▶ What to produce:
The required result is one figure, the count of lines below with the string "water" in them.

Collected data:
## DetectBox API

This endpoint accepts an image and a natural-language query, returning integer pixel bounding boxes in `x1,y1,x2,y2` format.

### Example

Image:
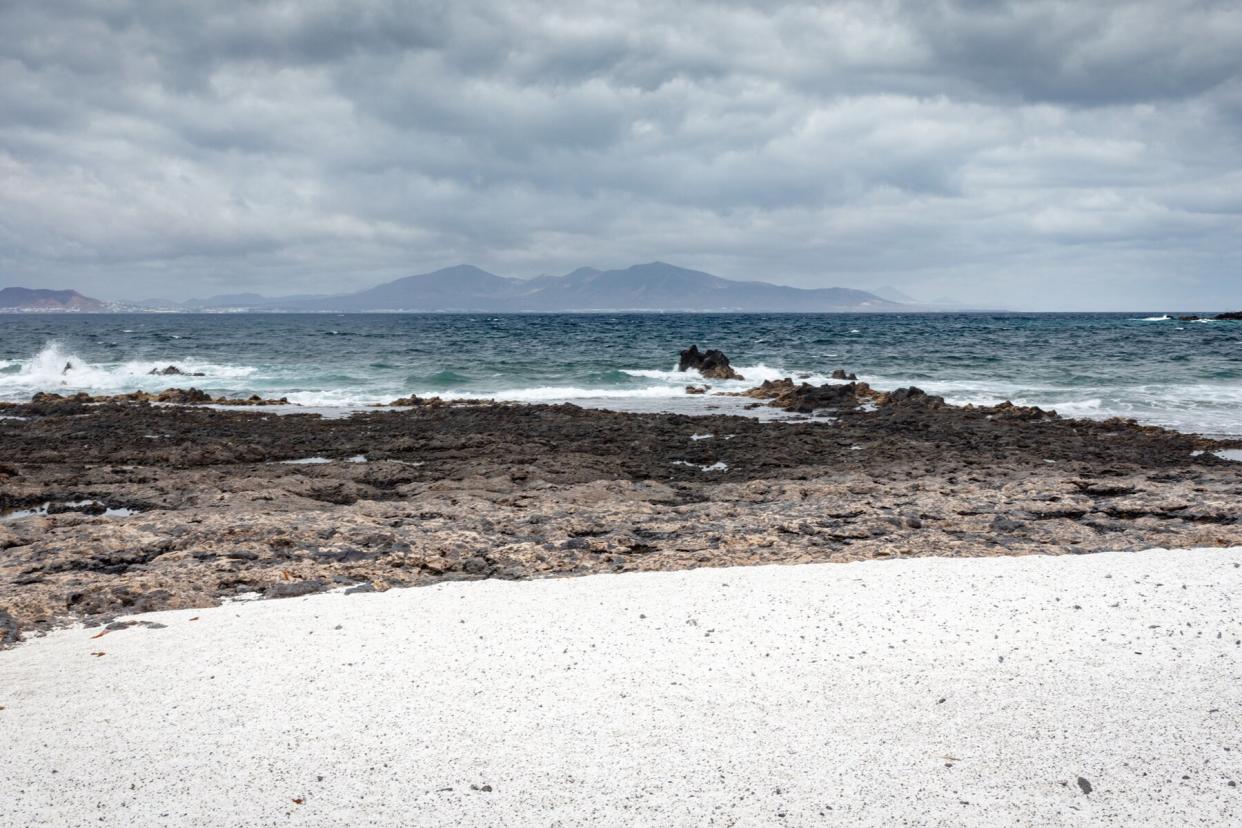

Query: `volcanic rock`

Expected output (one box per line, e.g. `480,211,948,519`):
678,346,742,381
149,365,205,377
1,388,1239,639
742,378,878,413
390,396,446,407
0,608,18,647
879,387,945,407
156,388,213,404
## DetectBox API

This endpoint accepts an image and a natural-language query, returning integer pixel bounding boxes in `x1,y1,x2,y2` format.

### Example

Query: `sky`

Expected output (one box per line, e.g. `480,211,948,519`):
1,1,1240,310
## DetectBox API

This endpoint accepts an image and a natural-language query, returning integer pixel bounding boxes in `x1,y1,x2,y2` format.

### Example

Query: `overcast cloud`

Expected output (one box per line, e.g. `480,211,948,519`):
1,0,1240,309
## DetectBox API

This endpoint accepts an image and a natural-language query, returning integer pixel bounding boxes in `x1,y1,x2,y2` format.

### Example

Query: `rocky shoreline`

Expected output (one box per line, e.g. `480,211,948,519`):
2,375,1241,643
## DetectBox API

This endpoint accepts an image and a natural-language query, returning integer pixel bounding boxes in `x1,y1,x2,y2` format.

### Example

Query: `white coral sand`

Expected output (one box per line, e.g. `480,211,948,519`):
2,547,1241,826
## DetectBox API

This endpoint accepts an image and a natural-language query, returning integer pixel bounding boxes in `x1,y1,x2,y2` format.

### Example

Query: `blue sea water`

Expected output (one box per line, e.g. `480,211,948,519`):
1,312,1239,436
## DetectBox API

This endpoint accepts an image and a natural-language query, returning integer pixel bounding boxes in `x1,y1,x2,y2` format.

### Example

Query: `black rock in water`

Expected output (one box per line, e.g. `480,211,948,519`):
678,345,743,380
1215,311,1242,321
831,369,858,380
149,365,205,377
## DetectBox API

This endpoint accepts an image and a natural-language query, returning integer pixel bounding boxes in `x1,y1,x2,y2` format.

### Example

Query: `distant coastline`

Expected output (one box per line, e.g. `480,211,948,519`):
2,261,972,313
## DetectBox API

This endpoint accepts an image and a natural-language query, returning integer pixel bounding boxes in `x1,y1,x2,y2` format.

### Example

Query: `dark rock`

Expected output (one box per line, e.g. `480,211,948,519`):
831,369,858,381
684,385,708,395
1076,776,1093,795
155,388,213,404
882,387,945,407
314,548,373,564
47,501,107,516
986,400,1054,419
344,582,376,595
678,345,743,381
743,378,875,413
990,516,1024,533
129,589,174,614
1177,315,1201,321
0,608,19,647
264,579,329,599
23,392,89,417
390,395,447,407
462,555,490,574
148,365,205,377
1215,311,1242,321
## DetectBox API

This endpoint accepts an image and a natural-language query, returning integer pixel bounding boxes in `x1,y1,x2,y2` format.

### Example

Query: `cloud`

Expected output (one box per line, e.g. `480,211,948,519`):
0,0,1239,308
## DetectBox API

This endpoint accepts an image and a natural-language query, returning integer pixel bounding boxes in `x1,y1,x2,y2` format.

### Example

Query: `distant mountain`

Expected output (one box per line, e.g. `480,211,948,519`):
520,262,895,311
308,265,526,311
185,292,268,309
873,285,921,304
5,264,911,313
283,262,902,312
0,287,106,311
182,292,329,309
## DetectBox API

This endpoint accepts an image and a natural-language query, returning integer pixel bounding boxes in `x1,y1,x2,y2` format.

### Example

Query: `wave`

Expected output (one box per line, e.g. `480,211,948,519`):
1135,315,1171,321
875,374,1242,437
432,385,715,402
0,342,259,398
4,341,1241,437
620,363,850,387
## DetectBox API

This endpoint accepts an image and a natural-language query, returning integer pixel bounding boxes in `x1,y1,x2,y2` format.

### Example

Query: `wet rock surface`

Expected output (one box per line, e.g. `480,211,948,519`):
4,389,292,411
678,345,742,380
149,365,205,377
1,393,1240,641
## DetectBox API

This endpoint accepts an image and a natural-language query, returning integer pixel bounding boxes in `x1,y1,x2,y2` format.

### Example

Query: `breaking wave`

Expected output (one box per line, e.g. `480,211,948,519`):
0,342,258,397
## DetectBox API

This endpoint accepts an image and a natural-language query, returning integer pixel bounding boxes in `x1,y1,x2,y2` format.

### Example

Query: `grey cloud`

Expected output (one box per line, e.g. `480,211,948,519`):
0,0,1240,309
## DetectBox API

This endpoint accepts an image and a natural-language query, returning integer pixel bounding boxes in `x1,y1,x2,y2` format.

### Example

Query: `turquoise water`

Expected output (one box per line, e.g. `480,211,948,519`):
1,312,1239,435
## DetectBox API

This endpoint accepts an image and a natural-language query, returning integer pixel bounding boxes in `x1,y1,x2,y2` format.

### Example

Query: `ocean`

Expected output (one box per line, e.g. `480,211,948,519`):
1,312,1239,436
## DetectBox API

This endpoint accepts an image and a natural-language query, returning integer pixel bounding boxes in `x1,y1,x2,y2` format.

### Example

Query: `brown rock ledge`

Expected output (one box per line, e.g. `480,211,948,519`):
1,393,1239,642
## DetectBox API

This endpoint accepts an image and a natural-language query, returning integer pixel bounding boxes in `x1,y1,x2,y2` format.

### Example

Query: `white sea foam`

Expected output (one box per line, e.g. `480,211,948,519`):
868,373,1242,437
0,342,258,400
1136,315,1171,321
425,362,847,407
620,363,845,388
4,341,1239,437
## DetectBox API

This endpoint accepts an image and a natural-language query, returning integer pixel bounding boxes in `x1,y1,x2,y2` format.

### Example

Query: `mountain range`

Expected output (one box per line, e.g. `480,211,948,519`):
5,262,910,312
176,262,902,312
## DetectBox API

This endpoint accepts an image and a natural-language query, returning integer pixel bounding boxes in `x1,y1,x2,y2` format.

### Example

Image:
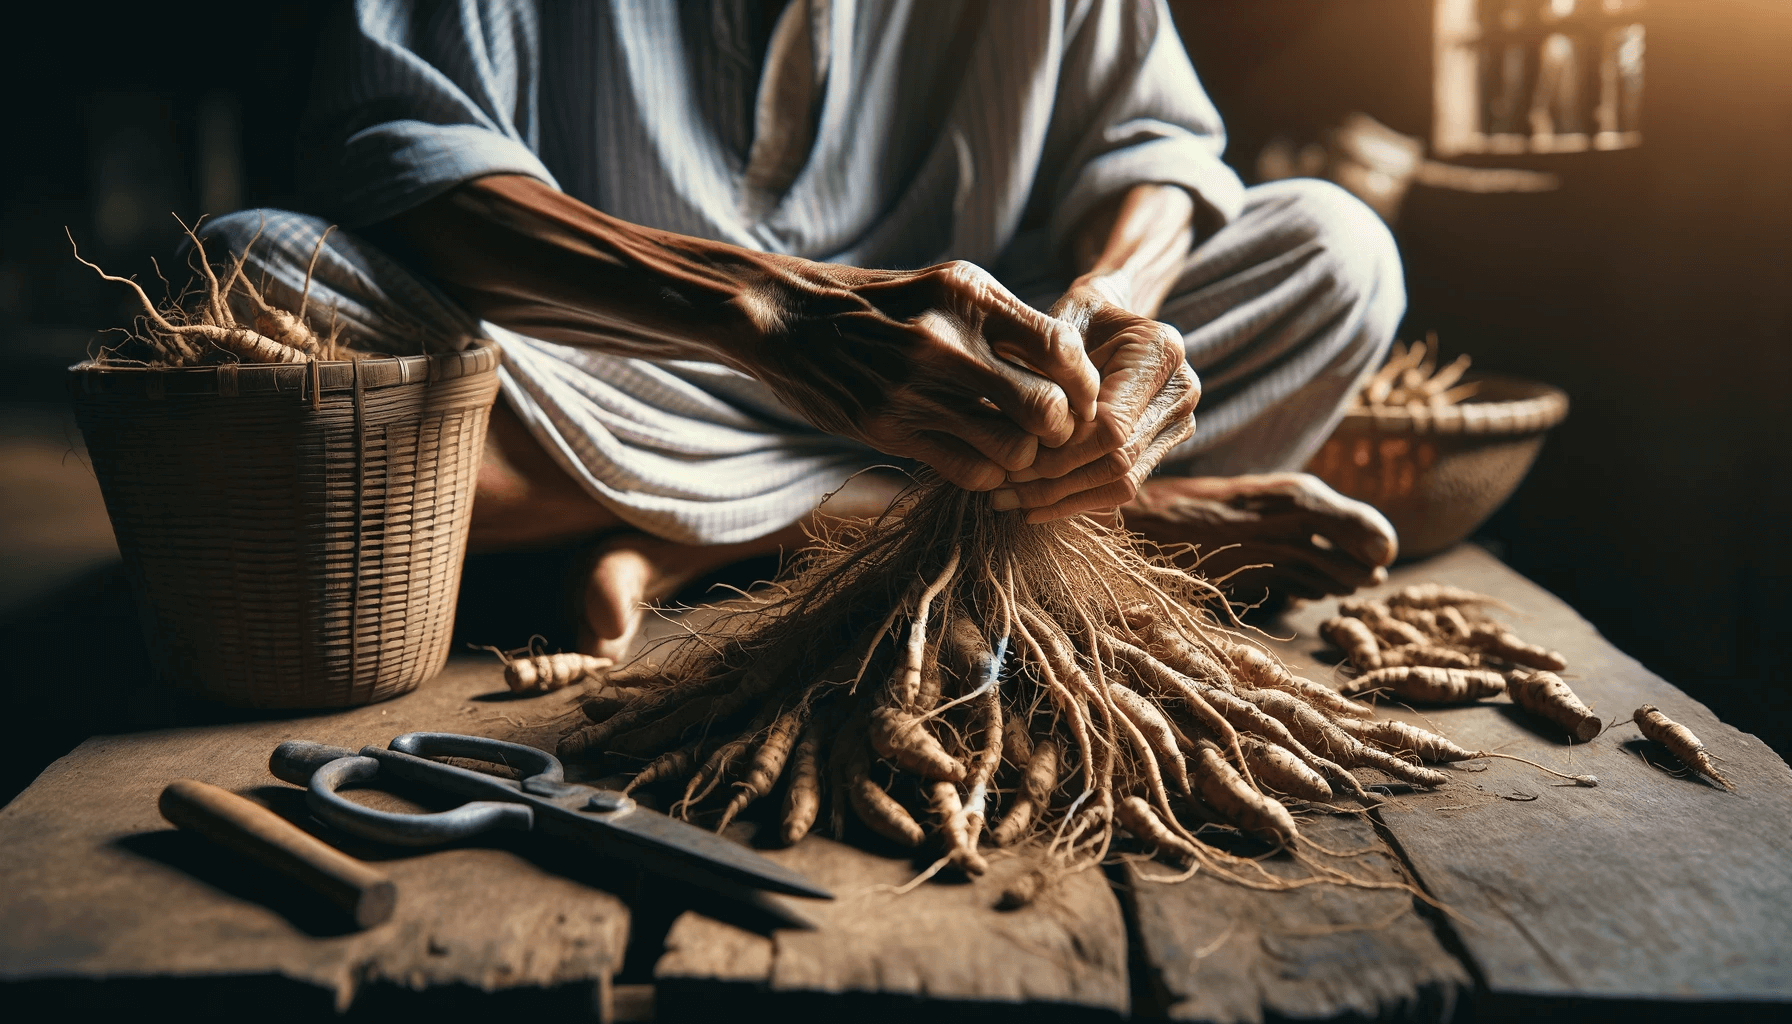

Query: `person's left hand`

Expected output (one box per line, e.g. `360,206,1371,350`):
991,277,1200,521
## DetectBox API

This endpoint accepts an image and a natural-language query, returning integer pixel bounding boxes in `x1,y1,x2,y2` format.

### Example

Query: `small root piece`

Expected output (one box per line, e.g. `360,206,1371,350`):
1388,605,1441,636
1340,666,1507,704
780,719,825,844
1322,616,1382,670
1190,740,1299,844
1285,675,1376,720
1435,606,1474,640
624,738,708,794
1116,794,1200,861
991,738,1057,846
1508,670,1603,743
868,704,966,782
1384,584,1507,610
1110,684,1192,797
1338,600,1430,647
930,780,989,875
495,649,613,693
1240,736,1332,801
1377,644,1480,670
717,705,808,831
1463,624,1567,671
1635,704,1732,791
1336,717,1476,762
847,742,925,846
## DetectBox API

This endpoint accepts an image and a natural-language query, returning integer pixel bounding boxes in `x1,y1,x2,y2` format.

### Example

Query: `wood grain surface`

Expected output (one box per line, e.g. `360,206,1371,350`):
1122,811,1466,1023
6,545,1791,1020
0,661,625,1011
1278,545,1792,1002
656,833,1131,1020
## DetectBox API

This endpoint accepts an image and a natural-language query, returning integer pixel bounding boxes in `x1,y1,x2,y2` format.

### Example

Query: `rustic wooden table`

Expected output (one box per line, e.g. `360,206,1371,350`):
3,545,1788,1022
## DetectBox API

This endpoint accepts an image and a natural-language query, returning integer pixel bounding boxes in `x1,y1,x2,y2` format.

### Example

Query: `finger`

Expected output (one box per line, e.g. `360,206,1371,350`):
908,308,1076,450
1007,413,1124,483
1005,449,1131,509
1013,371,1195,507
1017,325,1193,482
969,354,1079,450
1021,409,1192,521
892,431,1009,492
1123,367,1199,479
947,267,1098,421
1279,538,1389,593
1286,476,1400,567
920,400,1042,473
1223,544,1387,599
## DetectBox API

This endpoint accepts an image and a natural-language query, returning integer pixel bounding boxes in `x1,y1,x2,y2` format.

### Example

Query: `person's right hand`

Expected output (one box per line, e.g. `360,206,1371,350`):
738,259,1102,491
379,175,1096,491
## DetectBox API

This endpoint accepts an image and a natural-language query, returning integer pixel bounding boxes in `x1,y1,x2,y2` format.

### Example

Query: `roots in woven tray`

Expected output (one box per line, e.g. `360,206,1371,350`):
558,478,1489,904
70,216,357,367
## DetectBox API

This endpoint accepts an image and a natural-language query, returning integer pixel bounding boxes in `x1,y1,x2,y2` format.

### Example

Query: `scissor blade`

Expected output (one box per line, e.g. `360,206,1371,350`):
549,803,832,900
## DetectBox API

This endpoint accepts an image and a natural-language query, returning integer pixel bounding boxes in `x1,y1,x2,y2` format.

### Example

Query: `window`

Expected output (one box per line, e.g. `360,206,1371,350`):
1434,0,1645,156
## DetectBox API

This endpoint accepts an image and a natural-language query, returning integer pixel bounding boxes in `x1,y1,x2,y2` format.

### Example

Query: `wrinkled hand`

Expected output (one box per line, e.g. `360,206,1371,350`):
992,279,1200,521
745,260,1100,491
1124,473,1400,601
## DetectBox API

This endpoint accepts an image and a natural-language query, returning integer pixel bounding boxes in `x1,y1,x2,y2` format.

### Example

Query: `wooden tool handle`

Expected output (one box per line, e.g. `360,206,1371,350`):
158,779,397,929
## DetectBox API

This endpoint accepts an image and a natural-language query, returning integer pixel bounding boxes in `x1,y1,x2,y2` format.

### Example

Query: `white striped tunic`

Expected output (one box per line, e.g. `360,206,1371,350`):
257,1,1396,546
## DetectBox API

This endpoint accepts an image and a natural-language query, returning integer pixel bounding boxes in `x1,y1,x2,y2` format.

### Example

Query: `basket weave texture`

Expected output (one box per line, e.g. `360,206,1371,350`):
1306,374,1569,560
71,342,500,708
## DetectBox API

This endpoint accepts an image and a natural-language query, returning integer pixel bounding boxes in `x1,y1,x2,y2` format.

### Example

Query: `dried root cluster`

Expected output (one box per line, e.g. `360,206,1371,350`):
554,481,1524,904
1320,588,1734,793
1321,585,1569,701
1318,588,1601,782
1355,334,1478,410
72,218,354,367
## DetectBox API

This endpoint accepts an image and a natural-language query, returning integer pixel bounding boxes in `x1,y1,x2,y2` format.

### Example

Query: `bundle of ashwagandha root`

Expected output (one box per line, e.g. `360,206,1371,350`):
1320,587,1609,760
554,479,1553,906
70,218,354,366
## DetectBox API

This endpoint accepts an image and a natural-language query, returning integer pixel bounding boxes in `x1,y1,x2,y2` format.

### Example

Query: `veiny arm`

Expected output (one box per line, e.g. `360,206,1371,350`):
375,174,1101,492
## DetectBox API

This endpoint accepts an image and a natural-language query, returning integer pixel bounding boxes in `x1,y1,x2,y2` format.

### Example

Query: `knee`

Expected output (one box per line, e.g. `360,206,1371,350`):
1254,178,1405,322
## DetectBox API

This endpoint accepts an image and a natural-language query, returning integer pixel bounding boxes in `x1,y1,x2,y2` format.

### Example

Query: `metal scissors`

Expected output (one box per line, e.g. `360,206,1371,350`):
268,732,831,905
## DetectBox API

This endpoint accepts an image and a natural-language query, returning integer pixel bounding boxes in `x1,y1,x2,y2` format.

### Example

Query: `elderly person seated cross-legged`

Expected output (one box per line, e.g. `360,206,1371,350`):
201,0,1403,658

▶ The completed task:
3